_Written exercise_.
Every line of the material is to be repeated exactly as it stands.

--- Begin ---

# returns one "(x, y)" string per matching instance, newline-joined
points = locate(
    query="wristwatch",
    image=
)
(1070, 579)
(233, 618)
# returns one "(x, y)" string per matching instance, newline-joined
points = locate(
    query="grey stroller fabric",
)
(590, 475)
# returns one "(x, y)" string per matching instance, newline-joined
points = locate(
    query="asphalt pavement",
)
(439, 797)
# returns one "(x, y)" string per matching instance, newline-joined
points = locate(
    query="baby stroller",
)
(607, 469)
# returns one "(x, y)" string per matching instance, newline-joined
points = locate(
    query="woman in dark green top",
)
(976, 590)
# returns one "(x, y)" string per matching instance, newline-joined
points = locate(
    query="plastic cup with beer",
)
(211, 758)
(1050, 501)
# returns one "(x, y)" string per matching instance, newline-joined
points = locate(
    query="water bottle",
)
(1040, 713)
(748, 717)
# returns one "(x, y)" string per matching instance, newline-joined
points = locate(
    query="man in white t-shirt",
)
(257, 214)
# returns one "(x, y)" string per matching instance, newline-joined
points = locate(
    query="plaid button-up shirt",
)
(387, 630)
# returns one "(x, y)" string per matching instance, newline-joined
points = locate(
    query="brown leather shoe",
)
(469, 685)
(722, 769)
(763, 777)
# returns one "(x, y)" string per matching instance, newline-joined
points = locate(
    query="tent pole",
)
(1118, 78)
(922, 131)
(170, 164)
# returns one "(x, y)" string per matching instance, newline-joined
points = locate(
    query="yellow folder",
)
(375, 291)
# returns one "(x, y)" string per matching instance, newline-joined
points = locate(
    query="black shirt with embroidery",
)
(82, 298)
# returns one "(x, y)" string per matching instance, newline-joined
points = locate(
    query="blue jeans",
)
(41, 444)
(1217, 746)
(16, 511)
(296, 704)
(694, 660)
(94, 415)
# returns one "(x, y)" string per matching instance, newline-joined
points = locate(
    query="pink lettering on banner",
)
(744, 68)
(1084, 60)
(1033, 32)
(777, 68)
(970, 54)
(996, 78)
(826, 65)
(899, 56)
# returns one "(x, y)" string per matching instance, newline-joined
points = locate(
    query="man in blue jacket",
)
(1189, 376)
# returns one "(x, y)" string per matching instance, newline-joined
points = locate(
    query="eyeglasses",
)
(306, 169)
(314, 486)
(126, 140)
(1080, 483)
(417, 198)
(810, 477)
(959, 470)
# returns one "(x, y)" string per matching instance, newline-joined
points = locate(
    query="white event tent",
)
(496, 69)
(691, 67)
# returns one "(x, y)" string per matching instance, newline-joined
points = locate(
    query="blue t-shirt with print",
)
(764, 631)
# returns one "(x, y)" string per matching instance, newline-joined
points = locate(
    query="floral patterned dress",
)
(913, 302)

--- End ---

_Result for this exercise_.
# returns one "(x, y)" string per matching instance, newline-joined
points = locate(
    query="wristwatch",
    image=
)
(1070, 579)
(233, 618)
# returns one "(x, y)" string per matching instance, newline-joined
points = locate(
    query="grey stroller fabric",
)
(590, 475)
# returns one "(x, y)" string per matching instance, newline-joined
points = locate(
    query="asphalt pavement",
)
(439, 797)
# returns one "(x, y)" string per matching instance, newline-joined
points = locate(
    query="baby stroller",
)
(607, 469)
# returns one "(x, y)" string per matching instance, newline-joined
points = locate(
    query="woman in dark green top",
)
(976, 590)
# returns one "(x, y)" string per matching instance, newline-joined
points = locate(
    query="plastic cup with beer",
)
(211, 758)
(1050, 501)
# returns one "(x, y)" string per matching instance, newline-joined
points = locate(
    query="water bottle",
)
(1040, 713)
(748, 717)
# returns one "(x, y)" string per matching instance, newline-joined
points = locate(
    query="man in white t-shirt",
)
(257, 214)
# returns one "(x, y)" string per matching instance, newline-joined
points = locate(
    query="plaid button-up shirt",
)
(387, 630)
# returns one "(x, y)" string per matching instance, newline-joined
points = locate(
    query="brown leather shoe",
)
(469, 685)
(722, 769)
(763, 777)
# returns one "(x, y)" string per matching instance, newline-joined
points = locate(
    query="tent pole",
)
(1118, 78)
(922, 131)
(170, 164)
# returns one "(x, y)" string per matching instance, newline-joined
points = locate(
    query="yellow folder",
)
(375, 291)
# returns one "(x, y)" string per matching instance, newline-joined
points = locate(
    query="black shirt with embroidery",
)
(82, 298)
# returns one "(x, y)" string per matching instance, newline-joined
points = locate(
    query="blue jeans",
)
(41, 444)
(1217, 746)
(16, 511)
(296, 704)
(694, 660)
(94, 415)
# returns one "(x, y)" string per matching instance, newline-joined
points = locate(
    query="pink lettering on banner",
)
(744, 68)
(1084, 60)
(1033, 32)
(777, 68)
(970, 54)
(996, 78)
(826, 65)
(899, 56)
# returns one "(x, y)" string per matching instance, newline-joined
points = locate(
    query="man in blue jacket",
)
(1189, 376)
# returns one "(x, y)" string per matching instance, newline-joined
points = locate(
    query="eyeglasses",
)
(306, 169)
(314, 486)
(126, 140)
(1080, 483)
(417, 198)
(810, 477)
(959, 470)
# returns one "(x, y)" string per matching instance, newline-joined
points = locate(
    query="white event tent",
)
(496, 69)
(691, 67)
# returns one "(x, y)" string per matching instance, newline-joined
points = locate(
    query="blue t-shirt with print",
)
(764, 631)
# returns one "(x, y)" string per matching instance, newline-joined
points = locate(
    query="floral patterned dress",
)
(913, 302)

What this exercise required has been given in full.